▶ _Articolo_:
───
La prima scoperta
Nel 2008 il geologo dronerese Enrico Collo, che si trovava sull'Altopiano della Gardetta con il professor Michele Piazza dell'Università di Genova, scoprì le prime impronte, poi rilevate l'anno successivo da Heinz Furrer del Museo paleontologico di Zurigo. Collo aveva svolto negli anni precedenti studi geologici per la sua tesi di laurea alla Gardetta, un sito che per ricchezza e complessità del suolo era già stato censito nel 2001 nell'Inventario dei geositi italiani.
"In questa prima fase trovammo delle impronte fossili poi identificate come appartenenti al Ticinosuchus ferox, un arcosauro terrestre di cui è stato rinvenuto uno scheletro in Svizzera, che è un antenato dei dinosauri" racconta Collo. "All'epoca l'attuale Piemonte si trovava all'equatore e l'altipiano era una zona pianeggiante in riva ad un mare caldo e poco profondo. Le impronte trovate sono in condizioni eccezionali perché deposte su uno strato di fango fine e della consistenza giusta per conservarle fino a noi. Le dinamiche della tettonica a placche hanno poi spostato queste terre verso nord fino all'attuale posizione e le hanno innalzate a un'altitudine di 2200 metri".
Le "nuove" tracce
La seconda fase della scoperta sull'altopiano della Gardetta avviene tra il 2017 e il 2020 e riguarda il rinvenimento di una nuova pista con una serie di orme fossili di 250 milioni di anni fa impresse da grandi rettili molto simili a coccodrilli (vedi immagine). Lo studio, firmato da geologi e paleontologi del Muse - Museo delle Scienze di Trento - dell'Istituto e Museo di Paleontologia dell'Università di Zurigo e delle Università di Torino, Roma Sapienza e Genova, in accordo con la Soprintendenza Archeologia Belle Arti e Paesaggio per le Province di Alessandria Asti e Cuneo, è stato pubblicato sulla rivista internazionale PeerJ e riconduce le orme fossili all'Icnogenere Isochirotherium. Le orme, lunghe circa 30 cm e ben conservate, presentano una morfologia peculiare tanto da aver consentito la definizione di una nuova icnospecie che si è deciso di dedicare all'Altopiano della Gardetta. Questo ritrovamento conferma la presenza di rettili di grandi dimensioni in un luogo e in un tempo geologico che si riteneva caratterizzato da condizioni ambientali inospitali quando vulcani siberiani sprigionarono in atmosfera un'enorme quantità di gas serra. Queste rocce sedimentarie, precisamente quarzareniti, formatesi pochi milioni di anni dopo la più severa estinzione di massa della storia della vita, l'estinzione permo-triassica, dimostrano che quest'area non era disabitata come si credeva.
───
▶ _Esercizio_:
Trascrivi fedelmente il brano dell'articolo sulle impronte fossili della Gardetta che va da "La prima scoperta" fino a "dei geositi italiani.", entrambi compresi.

▶ _Dati forniti_:
───
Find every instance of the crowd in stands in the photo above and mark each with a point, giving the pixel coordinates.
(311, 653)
───
▶ _Risultato_:
La prima scoperta
Nel 2008 il geologo dronerese Enrico Collo, che si trovava sull'Altopiano della Gardetta con il professor Michele Piazza dell'Università di Genova, scoprì le prime impronte, poi rilevate l'anno successivo da Heinz Furrer del Museo paleontologico di Zurigo. Collo aveva svolto negli anni precedenti studi geologici per la sua tesi di laurea alla Gardetta, un sito che per ricchezza e complessità del suolo era già stato censito nel 2001 nell'Inventario dei geositi italiani.